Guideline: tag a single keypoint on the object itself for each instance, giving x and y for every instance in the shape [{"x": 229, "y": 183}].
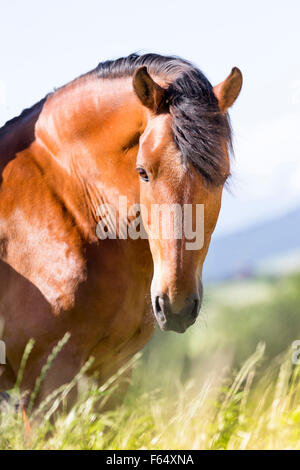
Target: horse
[{"x": 149, "y": 128}]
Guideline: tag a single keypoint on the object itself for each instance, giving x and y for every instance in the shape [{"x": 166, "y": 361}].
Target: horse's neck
[{"x": 88, "y": 132}]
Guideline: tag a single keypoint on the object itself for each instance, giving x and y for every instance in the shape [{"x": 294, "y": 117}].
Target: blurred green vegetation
[
  {"x": 227, "y": 383},
  {"x": 235, "y": 317}
]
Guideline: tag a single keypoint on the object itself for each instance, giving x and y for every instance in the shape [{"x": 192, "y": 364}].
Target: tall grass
[{"x": 177, "y": 399}]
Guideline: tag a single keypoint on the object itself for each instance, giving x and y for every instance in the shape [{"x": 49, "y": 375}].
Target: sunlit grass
[
  {"x": 194, "y": 391},
  {"x": 244, "y": 412}
]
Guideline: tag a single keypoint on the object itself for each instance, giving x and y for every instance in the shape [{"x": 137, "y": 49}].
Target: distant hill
[{"x": 247, "y": 252}]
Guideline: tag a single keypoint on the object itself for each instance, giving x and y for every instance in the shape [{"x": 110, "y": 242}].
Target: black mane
[{"x": 199, "y": 127}]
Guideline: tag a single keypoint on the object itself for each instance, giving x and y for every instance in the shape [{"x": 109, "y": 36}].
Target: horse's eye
[{"x": 143, "y": 174}]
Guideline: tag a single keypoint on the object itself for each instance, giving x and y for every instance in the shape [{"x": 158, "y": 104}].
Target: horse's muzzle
[{"x": 176, "y": 321}]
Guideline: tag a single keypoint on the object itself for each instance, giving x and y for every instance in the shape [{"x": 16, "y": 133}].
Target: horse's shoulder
[{"x": 37, "y": 238}]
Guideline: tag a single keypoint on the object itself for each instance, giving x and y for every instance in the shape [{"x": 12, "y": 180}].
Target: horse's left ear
[
  {"x": 227, "y": 92},
  {"x": 148, "y": 91}
]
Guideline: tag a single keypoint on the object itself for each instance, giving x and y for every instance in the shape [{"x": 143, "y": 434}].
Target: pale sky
[{"x": 44, "y": 44}]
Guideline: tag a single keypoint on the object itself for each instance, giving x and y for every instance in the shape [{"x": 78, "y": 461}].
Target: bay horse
[{"x": 148, "y": 127}]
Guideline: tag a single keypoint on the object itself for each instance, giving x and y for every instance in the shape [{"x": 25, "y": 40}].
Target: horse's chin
[{"x": 174, "y": 326}]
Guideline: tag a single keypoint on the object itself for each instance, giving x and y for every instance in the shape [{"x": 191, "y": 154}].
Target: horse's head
[{"x": 183, "y": 163}]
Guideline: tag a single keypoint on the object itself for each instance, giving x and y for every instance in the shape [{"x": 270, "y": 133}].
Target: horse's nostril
[{"x": 195, "y": 309}]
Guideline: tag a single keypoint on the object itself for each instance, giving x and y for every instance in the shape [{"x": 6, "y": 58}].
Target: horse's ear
[
  {"x": 148, "y": 91},
  {"x": 227, "y": 92}
]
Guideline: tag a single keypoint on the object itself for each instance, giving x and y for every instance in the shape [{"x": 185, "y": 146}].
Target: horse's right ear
[
  {"x": 227, "y": 91},
  {"x": 148, "y": 91}
]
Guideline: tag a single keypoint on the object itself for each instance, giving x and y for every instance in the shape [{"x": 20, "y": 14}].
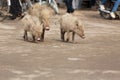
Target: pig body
[
  {"x": 70, "y": 23},
  {"x": 33, "y": 25}
]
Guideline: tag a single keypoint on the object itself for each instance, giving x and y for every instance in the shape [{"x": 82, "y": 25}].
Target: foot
[
  {"x": 112, "y": 14},
  {"x": 102, "y": 7}
]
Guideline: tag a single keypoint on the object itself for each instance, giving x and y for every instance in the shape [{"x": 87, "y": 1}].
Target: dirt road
[{"x": 95, "y": 58}]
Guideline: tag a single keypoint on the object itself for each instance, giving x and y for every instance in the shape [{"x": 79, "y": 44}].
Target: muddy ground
[{"x": 97, "y": 57}]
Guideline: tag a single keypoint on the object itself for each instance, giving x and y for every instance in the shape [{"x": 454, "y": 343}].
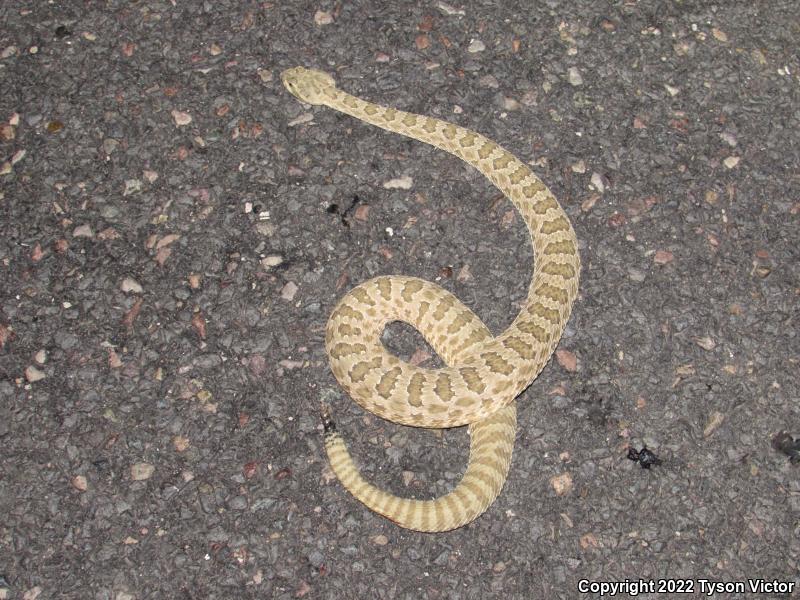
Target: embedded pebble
[
  {"x": 141, "y": 471},
  {"x": 288, "y": 291},
  {"x": 476, "y": 46},
  {"x": 131, "y": 285},
  {"x": 32, "y": 374},
  {"x": 83, "y": 231},
  {"x": 400, "y": 183}
]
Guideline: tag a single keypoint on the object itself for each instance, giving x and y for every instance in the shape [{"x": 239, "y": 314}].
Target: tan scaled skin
[{"x": 484, "y": 373}]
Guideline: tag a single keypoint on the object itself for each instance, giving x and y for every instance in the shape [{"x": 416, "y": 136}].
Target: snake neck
[{"x": 554, "y": 284}]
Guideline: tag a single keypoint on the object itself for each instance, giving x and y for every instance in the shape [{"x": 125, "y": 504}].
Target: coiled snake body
[{"x": 484, "y": 373}]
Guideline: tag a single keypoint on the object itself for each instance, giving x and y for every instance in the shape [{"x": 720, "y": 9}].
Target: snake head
[{"x": 308, "y": 85}]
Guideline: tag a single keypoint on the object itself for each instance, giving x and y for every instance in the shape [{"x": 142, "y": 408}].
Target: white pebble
[
  {"x": 131, "y": 285},
  {"x": 401, "y": 183},
  {"x": 476, "y": 46}
]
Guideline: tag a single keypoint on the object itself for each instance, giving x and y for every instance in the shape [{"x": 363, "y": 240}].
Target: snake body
[{"x": 484, "y": 373}]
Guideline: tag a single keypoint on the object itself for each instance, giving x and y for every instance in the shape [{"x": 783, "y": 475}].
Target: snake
[{"x": 483, "y": 373}]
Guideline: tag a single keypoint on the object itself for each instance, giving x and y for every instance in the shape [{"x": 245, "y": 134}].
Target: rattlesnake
[{"x": 484, "y": 373}]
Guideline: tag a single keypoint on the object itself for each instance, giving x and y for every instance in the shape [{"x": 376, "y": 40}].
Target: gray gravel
[{"x": 176, "y": 229}]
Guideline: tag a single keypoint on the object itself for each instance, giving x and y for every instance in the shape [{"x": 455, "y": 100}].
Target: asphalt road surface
[{"x": 175, "y": 229}]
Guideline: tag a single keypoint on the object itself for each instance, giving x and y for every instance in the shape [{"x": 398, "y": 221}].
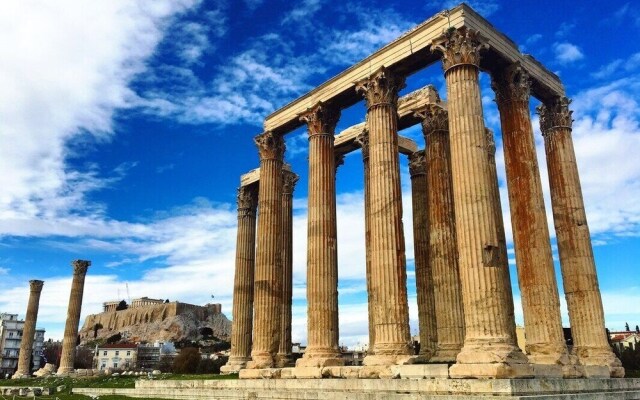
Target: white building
[
  {"x": 116, "y": 356},
  {"x": 10, "y": 338}
]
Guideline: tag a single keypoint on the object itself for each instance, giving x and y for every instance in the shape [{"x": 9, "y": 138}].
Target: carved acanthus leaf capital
[
  {"x": 247, "y": 199},
  {"x": 459, "y": 46},
  {"x": 321, "y": 119},
  {"x": 491, "y": 142},
  {"x": 80, "y": 266},
  {"x": 289, "y": 180},
  {"x": 382, "y": 87},
  {"x": 363, "y": 140},
  {"x": 434, "y": 118},
  {"x": 270, "y": 145},
  {"x": 36, "y": 285},
  {"x": 555, "y": 114},
  {"x": 511, "y": 84},
  {"x": 417, "y": 163}
]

════════════════════

- _JOB_: Please write out all of the material above without changing a word, and omit any pictures.

- _EXPECTED ANSWER_:
Guideline: tag a single keypoint on the object itself for each instance, giving x and y for every instance in the shape [{"x": 229, "y": 183}].
Target: horse
[{"x": 149, "y": 128}]
Guideline: tag a single keypoint on the object itself for each instance, giving x and y for every instance in the shape [{"x": 166, "y": 361}].
Target: horse's neck
[{"x": 88, "y": 132}]
Guideline: tag a single keypoint on the object itself for each instance, giving x and y for every instance in the shape [{"x": 294, "y": 117}].
Target: blurred green vegetation
[
  {"x": 227, "y": 383},
  {"x": 235, "y": 317}
]
Guideline: tag a single keypoint on the object itself for each instance, giving x and y for every instance in the shape [{"x": 192, "y": 364}].
Target: tall grass
[{"x": 177, "y": 399}]
Guideline: tag a single keypoint on the object itself for each instance, giving x and y for every instance in the shape [{"x": 49, "y": 375}].
Target: sunlit grass
[
  {"x": 194, "y": 391},
  {"x": 244, "y": 412}
]
Guideline: tag a single keypoint on the object itself for each instance, giving x and y for every instance in the shape [{"x": 137, "y": 49}].
Target: distant hill
[{"x": 247, "y": 252}]
Guideline: tag a single keypoint on the object itself for each instance, giving x and y for every instance in the shape [{"x": 110, "y": 242}].
Target: black mane
[{"x": 199, "y": 127}]
Guideline: tag a single keypoint on the object itself for each instance, giving x and y for every instance in the shape [{"x": 109, "y": 36}].
Target: horse's eye
[{"x": 143, "y": 174}]
Guideline: tag a single keypoint on the object itself for each instance, giving x and y for every instance in the shape [{"x": 158, "y": 104}].
Target: horse's muzzle
[{"x": 176, "y": 321}]
Guideline: tag a single keypoint on the object itself for each instance, giving x and y for every instance in the shape [{"x": 16, "y": 133}].
Target: horse's shoulder
[{"x": 37, "y": 238}]
Guideline: tag a single keypoint on the object itself for each instance, giving x and y for every instance in the shape [{"x": 12, "y": 180}].
Target: horse's left ear
[
  {"x": 227, "y": 92},
  {"x": 148, "y": 91}
]
Guideline: tag a single keypoint on the object itself for each instance, giving x and y for every instance in the shape [{"x": 143, "y": 434}].
Target: pale sky
[{"x": 44, "y": 44}]
Guideline: tag a single keypoint on the object itself for each instance, giving x and y for every instance in the shape [{"x": 78, "y": 461}].
Target: bay horse
[{"x": 148, "y": 127}]
Guideline: tag a single keypoint on the object itself for each instance, giving x and y for every instance in the shape [{"x": 25, "y": 40}].
Target: horse's chin
[{"x": 174, "y": 326}]
Guideline: tag a single keypoint on the object itself for each instance, giving x and y for every instance in the shape [{"x": 191, "y": 154}].
Target: horse's head
[{"x": 183, "y": 163}]
Guideline: tag a single keypoint on the object itself for each instance, giving x and y for every instance in the shape [{"x": 270, "y": 133}].
Target: horse's nostril
[{"x": 195, "y": 309}]
Guideline: tag a single keypoint on the object itself for each instance, giving x and y for every instance in the shape [{"x": 6, "y": 58}].
Target: horse's ear
[
  {"x": 148, "y": 91},
  {"x": 227, "y": 92}
]
Guideline: tag a single keypoint on the object itself for each instance, giving x and y for every instance in the shape [{"x": 185, "y": 146}].
Target: horse's right ear
[
  {"x": 227, "y": 91},
  {"x": 148, "y": 91}
]
Guideline: tag a single keypoint on the object itself for each instance, giving x and y for every instance in the shape [{"x": 20, "y": 14}].
Target: pig body
[
  {"x": 70, "y": 23},
  {"x": 33, "y": 25}
]
Guideline: tag a single keypoint on the object itself for each instance, giving x and y for every instance in the shape [{"x": 82, "y": 25}].
Target: foot
[
  {"x": 112, "y": 14},
  {"x": 102, "y": 7}
]
Guideline: tag a single keypoint on the object itself for each instance, giving x and y for every instance in the shape [{"x": 87, "y": 1}].
Target: dirt road
[{"x": 95, "y": 58}]
Guideline: tag a single keypoint on the object itself for each instance, giving x and y for every instance in the shape [{"x": 79, "y": 44}].
Target: muddy ground
[{"x": 97, "y": 57}]
Guideline: tag a single keypoint on the object itself for each instance, giving x and y for every instance in the shape [{"x": 454, "y": 343}].
Target: embedded pebble
[
  {"x": 141, "y": 471},
  {"x": 288, "y": 291},
  {"x": 476, "y": 46},
  {"x": 131, "y": 285},
  {"x": 32, "y": 374},
  {"x": 83, "y": 231},
  {"x": 400, "y": 183}
]
Guideline: tag a single keypoint on the object itself for each instance, giving x and y for every instance in the shape [{"x": 239, "y": 314}].
Target: tan scaled skin
[{"x": 484, "y": 373}]
Guideline: tag a single keypoint on the object itself for each instance, giving x and y for every instance in the shape [{"x": 416, "y": 136}].
Target: snake neck
[{"x": 554, "y": 284}]
Guideline: tag a single keypoint on the object itself for each instance, giving x and y for every instance in the shape [{"x": 125, "y": 504}].
Target: coiled snake body
[{"x": 484, "y": 373}]
Guideline: tag a single keypoint on the object itself for each instance, giving x and y for every instance in the shape [{"x": 720, "y": 9}].
Target: snake head
[{"x": 308, "y": 85}]
Guideline: tag a single keypoint on the object itself for each instance, giving x and y for every instance in the shape [{"x": 142, "y": 408}].
Target: white pebble
[
  {"x": 131, "y": 285},
  {"x": 401, "y": 183},
  {"x": 476, "y": 46}
]
Guideline: tag a single keypoint on the object itself for each instance, giving x and y for every instance in the shape [{"x": 363, "y": 240}].
Target: snake body
[{"x": 484, "y": 373}]
Guideline: tag a single keypoint on the object itself for each instance, giving x and y for every instance in the shape [{"x": 783, "y": 475}].
Target: snake
[{"x": 483, "y": 373}]
Guideline: tag a single keypoint on the object itself for each instance, giving x and y for every instance in the shape [{"x": 245, "y": 134}].
Target: rattlesnake
[{"x": 484, "y": 373}]
Guideline: tag a single keypoint on the object itself for each instance, giving x and y for every instance in the shape [{"x": 376, "y": 40}].
Target: gray gravel
[{"x": 176, "y": 229}]
Guideline: tag a single keypoint on the object itself for each instance, giving x and y for every instance in the shape [{"x": 455, "y": 100}].
Target: asphalt road surface
[{"x": 175, "y": 229}]
Guideline: tag a single keypoint on the object itself for each instance, giving x and y for every instance in the shape [{"x": 398, "y": 221}].
Target: white building
[
  {"x": 116, "y": 356},
  {"x": 10, "y": 338}
]
Guideline: tag a single keypoint on the object itself for each instance, giving x and y for every instance in the shape [{"x": 9, "y": 138}].
Target: carved acanthus leaf capital
[
  {"x": 247, "y": 199},
  {"x": 459, "y": 46},
  {"x": 321, "y": 119},
  {"x": 491, "y": 142},
  {"x": 80, "y": 266},
  {"x": 289, "y": 180},
  {"x": 382, "y": 87},
  {"x": 363, "y": 140},
  {"x": 434, "y": 118},
  {"x": 270, "y": 145},
  {"x": 36, "y": 285},
  {"x": 555, "y": 114},
  {"x": 511, "y": 84},
  {"x": 417, "y": 163}
]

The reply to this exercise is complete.